## What you need to do
Please find all lines in the data that hold the string "digital" and copy them.
====== Supplied information
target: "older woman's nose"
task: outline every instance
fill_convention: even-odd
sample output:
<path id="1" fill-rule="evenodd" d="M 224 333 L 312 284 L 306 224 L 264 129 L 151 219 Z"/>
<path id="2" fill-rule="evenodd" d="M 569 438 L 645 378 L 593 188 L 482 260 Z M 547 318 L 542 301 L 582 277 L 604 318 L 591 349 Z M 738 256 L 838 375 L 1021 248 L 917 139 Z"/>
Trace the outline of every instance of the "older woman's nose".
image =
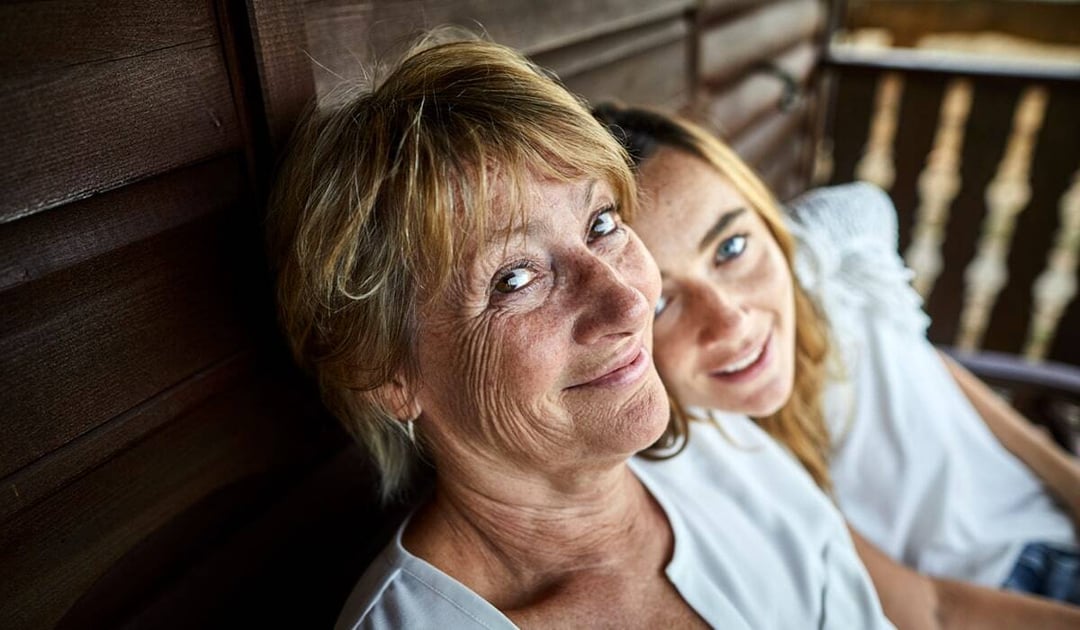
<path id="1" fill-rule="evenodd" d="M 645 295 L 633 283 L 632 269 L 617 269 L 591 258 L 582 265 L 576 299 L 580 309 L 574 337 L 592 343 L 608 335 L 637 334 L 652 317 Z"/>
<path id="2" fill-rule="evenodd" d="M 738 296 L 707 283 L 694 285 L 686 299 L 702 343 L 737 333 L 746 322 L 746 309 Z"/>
============
====== Supplied information
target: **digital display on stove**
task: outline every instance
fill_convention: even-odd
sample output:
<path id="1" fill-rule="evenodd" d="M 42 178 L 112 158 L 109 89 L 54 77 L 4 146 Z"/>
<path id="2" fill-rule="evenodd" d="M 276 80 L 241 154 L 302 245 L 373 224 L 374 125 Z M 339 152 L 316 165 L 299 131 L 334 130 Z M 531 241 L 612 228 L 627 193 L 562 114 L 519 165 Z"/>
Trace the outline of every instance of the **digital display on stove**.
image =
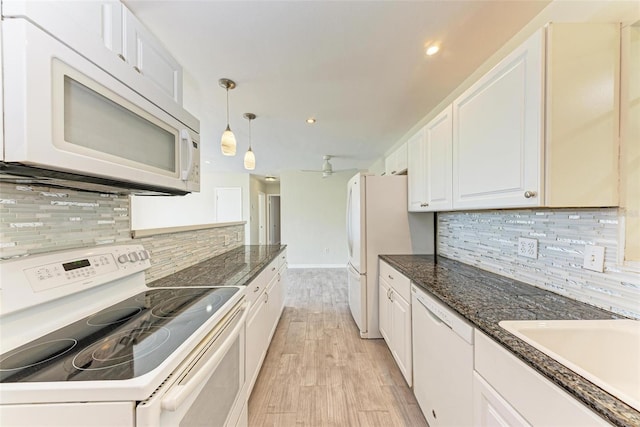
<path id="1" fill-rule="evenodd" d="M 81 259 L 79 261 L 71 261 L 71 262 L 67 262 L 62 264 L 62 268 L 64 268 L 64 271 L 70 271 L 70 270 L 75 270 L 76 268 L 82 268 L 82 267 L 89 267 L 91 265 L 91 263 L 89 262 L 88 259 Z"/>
============
====== Supplied information
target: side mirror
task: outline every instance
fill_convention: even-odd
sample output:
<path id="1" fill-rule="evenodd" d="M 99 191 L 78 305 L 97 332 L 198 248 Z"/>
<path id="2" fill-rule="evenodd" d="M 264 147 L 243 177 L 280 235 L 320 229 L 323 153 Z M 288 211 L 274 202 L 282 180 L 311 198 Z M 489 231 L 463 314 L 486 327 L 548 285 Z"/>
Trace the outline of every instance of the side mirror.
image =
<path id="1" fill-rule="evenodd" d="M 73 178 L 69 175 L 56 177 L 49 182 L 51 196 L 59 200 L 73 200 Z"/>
============
## Answer to the problem
target: **digital display on stove**
Trace the outline of every instance of the **digital display on stove**.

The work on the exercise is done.